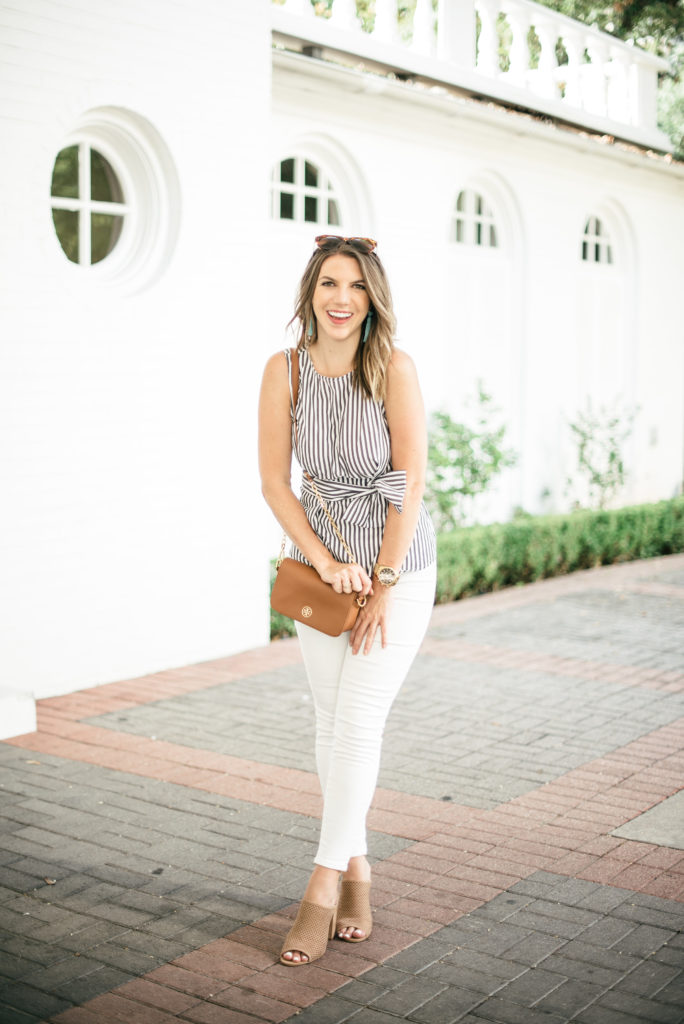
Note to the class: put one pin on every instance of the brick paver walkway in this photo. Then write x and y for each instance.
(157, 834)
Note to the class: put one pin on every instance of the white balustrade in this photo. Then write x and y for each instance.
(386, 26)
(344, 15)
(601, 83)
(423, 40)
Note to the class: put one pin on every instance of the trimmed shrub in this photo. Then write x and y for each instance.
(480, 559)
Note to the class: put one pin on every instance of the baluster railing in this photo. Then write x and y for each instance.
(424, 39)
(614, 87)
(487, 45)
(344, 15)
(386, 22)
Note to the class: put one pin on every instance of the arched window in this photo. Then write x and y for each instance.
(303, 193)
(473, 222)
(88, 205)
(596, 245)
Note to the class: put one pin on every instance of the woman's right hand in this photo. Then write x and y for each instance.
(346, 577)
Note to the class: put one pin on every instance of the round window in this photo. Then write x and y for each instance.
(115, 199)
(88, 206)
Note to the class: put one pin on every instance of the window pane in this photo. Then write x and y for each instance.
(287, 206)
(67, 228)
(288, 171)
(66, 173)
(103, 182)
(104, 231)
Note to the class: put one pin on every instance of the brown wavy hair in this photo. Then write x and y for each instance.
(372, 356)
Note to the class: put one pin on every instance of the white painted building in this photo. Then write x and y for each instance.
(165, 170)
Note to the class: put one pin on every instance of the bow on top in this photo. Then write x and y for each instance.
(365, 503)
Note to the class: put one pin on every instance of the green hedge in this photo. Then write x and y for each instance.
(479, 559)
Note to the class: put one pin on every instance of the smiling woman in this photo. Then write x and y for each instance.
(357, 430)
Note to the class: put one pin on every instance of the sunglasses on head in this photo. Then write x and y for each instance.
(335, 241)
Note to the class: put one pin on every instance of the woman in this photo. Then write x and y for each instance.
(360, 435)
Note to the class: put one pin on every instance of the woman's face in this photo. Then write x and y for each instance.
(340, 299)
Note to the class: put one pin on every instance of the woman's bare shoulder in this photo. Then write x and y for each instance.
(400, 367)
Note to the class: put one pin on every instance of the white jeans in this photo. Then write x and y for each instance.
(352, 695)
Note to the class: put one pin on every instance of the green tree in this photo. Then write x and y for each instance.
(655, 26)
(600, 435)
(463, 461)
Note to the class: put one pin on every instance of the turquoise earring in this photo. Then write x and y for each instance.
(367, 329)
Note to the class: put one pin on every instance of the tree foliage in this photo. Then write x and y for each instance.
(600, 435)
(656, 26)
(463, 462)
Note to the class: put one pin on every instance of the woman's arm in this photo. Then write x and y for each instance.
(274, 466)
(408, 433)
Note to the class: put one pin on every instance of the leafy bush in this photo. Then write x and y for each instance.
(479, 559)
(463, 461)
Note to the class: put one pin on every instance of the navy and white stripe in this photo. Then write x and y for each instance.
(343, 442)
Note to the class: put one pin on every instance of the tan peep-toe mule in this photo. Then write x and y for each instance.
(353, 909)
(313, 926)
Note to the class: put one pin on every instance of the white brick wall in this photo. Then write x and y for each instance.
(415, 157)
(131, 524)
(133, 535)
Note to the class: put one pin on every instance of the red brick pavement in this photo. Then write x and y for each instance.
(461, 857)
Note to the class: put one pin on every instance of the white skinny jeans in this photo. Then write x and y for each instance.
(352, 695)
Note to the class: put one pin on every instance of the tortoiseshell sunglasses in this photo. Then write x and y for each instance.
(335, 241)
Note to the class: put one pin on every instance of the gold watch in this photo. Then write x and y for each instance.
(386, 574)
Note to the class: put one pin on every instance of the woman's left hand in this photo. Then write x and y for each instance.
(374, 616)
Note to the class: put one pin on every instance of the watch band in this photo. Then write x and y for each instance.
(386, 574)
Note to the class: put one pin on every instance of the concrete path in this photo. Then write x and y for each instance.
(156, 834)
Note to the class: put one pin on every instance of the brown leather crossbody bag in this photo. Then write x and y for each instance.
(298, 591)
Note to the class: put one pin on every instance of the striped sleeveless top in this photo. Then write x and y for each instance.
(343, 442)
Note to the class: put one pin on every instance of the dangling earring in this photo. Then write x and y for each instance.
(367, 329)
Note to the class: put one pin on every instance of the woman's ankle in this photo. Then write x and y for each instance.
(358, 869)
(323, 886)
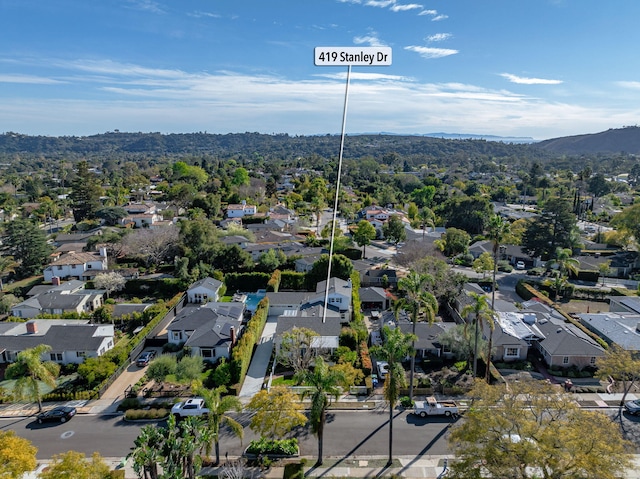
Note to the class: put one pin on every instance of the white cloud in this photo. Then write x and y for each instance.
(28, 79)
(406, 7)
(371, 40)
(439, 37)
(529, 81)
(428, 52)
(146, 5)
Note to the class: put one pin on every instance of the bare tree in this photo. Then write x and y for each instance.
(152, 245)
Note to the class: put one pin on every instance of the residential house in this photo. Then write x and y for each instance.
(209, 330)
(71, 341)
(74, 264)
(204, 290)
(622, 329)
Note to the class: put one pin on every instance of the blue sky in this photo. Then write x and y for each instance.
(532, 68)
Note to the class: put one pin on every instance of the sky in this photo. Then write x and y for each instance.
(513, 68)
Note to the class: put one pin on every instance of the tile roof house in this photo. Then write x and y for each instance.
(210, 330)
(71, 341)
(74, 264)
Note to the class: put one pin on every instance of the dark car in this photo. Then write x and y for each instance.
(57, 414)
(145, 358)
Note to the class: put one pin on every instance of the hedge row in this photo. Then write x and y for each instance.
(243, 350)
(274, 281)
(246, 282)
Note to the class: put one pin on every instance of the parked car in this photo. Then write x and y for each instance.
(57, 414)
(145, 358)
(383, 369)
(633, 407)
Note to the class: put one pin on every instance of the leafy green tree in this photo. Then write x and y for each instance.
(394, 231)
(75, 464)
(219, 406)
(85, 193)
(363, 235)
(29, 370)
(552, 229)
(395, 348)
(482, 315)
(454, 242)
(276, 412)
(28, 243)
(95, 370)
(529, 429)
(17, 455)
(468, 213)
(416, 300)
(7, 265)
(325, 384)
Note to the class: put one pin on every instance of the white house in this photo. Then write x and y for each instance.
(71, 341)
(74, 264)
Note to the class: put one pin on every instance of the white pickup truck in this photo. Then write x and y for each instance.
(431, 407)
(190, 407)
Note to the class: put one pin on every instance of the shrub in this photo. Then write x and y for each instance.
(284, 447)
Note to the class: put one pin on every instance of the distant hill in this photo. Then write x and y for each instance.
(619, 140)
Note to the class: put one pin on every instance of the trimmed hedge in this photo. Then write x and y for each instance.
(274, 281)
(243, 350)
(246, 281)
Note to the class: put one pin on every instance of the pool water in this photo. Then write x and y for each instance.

▶ DIRECTIVE
Extract, exactly, the lines above that begin at the line containing "the white pickup" and end at the final line of the records; add no other text.

▶ EXPECTED OUTPUT
Note to the class: put one pin on every instance of the white pickup truck in this photo. Then write x and y for each instance.
(431, 407)
(190, 407)
Note to the class: put one pin on every instance of the shrub in this photo. Then write x and y for each instance.
(284, 447)
Note to the class: put one pin on every instance of the distant hill in this photo. Then write x and y for each instance.
(619, 140)
Note to the class: put one pin on every instance of the trimmed hedge in this photo. Then write x and y for each instance.
(274, 281)
(243, 350)
(246, 281)
Note to the class: put one pin on every instance of the pool water in this photo. Then write x and y for each instance.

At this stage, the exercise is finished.